> _TASK DETAILS_:
Reproduce every entry exactly, without alteration.
>> BEGIN PROVIDED DATA
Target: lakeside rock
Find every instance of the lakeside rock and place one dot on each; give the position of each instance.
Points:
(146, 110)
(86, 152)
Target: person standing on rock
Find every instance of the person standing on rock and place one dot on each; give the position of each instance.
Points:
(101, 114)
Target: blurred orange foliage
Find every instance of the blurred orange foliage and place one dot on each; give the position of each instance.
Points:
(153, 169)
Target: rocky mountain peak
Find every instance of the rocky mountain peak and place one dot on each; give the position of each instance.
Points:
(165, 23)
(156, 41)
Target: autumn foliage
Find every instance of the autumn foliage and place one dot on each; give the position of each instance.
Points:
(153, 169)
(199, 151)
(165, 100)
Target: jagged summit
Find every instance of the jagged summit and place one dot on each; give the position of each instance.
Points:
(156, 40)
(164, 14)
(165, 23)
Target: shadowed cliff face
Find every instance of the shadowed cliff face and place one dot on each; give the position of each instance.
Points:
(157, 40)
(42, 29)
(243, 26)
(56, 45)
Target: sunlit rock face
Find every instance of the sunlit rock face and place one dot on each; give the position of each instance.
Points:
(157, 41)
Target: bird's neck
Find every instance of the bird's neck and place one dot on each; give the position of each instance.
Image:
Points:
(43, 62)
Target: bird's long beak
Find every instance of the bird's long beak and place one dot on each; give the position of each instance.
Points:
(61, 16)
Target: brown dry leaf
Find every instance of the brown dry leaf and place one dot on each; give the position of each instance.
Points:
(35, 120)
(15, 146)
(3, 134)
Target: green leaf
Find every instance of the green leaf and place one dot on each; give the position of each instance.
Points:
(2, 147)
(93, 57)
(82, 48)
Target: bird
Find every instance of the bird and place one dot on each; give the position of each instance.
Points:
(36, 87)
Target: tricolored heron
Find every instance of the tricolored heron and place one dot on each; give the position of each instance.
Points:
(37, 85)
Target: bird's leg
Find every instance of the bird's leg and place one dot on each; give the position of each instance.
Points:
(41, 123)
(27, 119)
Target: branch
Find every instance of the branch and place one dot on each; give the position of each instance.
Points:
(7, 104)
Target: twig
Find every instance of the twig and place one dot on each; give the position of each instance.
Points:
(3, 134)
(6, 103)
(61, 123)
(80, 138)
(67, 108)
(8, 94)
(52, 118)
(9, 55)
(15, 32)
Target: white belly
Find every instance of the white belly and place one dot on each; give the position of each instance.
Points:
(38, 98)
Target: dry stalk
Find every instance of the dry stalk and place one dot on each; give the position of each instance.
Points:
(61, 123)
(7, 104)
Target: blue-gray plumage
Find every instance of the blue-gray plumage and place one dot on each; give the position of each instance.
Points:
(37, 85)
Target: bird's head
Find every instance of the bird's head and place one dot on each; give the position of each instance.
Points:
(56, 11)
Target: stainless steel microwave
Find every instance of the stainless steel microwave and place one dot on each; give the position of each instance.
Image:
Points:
>> END PROVIDED DATA
> _SOLUTION_:
Target: lakeside rock
Find every instance of the lakeside rock and place one dot on each; give the position of each instance.
Points:
(146, 110)
(86, 152)
Target: person standing on rock
Find every instance of the person standing on rock and place one dot on each; give the position of each instance.
Points:
(101, 114)
Target: blurred orange foliage
Find every instance of the blurred orange foliage and place one dot on each; give the position of each instance.
Points:
(153, 169)
Target: rocky mountain peak
Find every instance of the rocky mountain peak and place one dot on each; give the position of each instance.
Points:
(165, 23)
(156, 41)
Target: autumn foliage
Find every instance of the autumn foliage and place one dot on each; give the position of each instance.
Points:
(153, 169)
(199, 151)
(165, 100)
Target: jagged summit
Find every instance of the jagged summit and place one dot on each; give the position of each instance.
Points:
(156, 40)
(164, 14)
(165, 23)
Target: shadowed cliff face
Find every instance of the shadowed cliff face and place one dot on each; give the position of each instance.
Points:
(157, 40)
(42, 29)
(243, 26)
(56, 45)
Target: sunlit rock face
Find every instance of the sunlit rock face and place one dot on each; give the position of each instance.
Points:
(157, 41)
Target: bird's neck
Find every instance of the bird's neck and place one dot on each; give the position of each instance.
Image:
Points:
(43, 62)
Target: bird's long beak
Find every instance of the bird's long beak and place one dot on each; give the position of each instance.
Points:
(61, 16)
Target: brown dry leaf
Find every instance of the brown dry leaf and place one dot on each; give the position of each instance.
Points:
(35, 120)
(15, 146)
(3, 134)
Target: green leaf
Find every instance of the green leaf and place one dot on each; give the position of each instance.
Points:
(2, 147)
(93, 57)
(82, 48)
Target: bird
Find every instance of the bird and place one dot on each; give the position of each instance.
Points:
(36, 87)
Target: tricolored heron
Find every instance of the tricolored heron and place one dot on each; give the position of each instance.
Points:
(37, 85)
Target: bird's leg
Find every instance of the bird's leg and place one dot on each; give the position of each instance.
Points:
(41, 123)
(27, 119)
Target: branch
Find every instance of the branch and place one dot on each; give the position of each instance.
Points:
(7, 104)
Target: twig
Find every instance of the twig and place one dot on each; give the position of each instance.
Points:
(3, 134)
(6, 103)
(61, 123)
(80, 138)
(67, 108)
(8, 94)
(52, 118)
(9, 55)
(15, 32)
Target: white belly
Find every instance of the white belly and place one dot on each; give the position of each instance.
Points:
(38, 98)
Target: dry stalk
Find every instance of the dry stalk and place one dot on each; give the position of each instance.
Points:
(61, 123)
(7, 104)
Target: blue-gray plumage
Find every instance of the blue-gray plumage and place one dot on each; give the position of each instance.
Points:
(37, 85)
Target: bird's head
Find every instance of the bird's head and place one dot on each; give the position of each instance.
Points:
(56, 11)
Target: stainless steel microwave
Find every instance of the stainless steel microwave and place one dot on each; give the position of each instance.
Image:
Points:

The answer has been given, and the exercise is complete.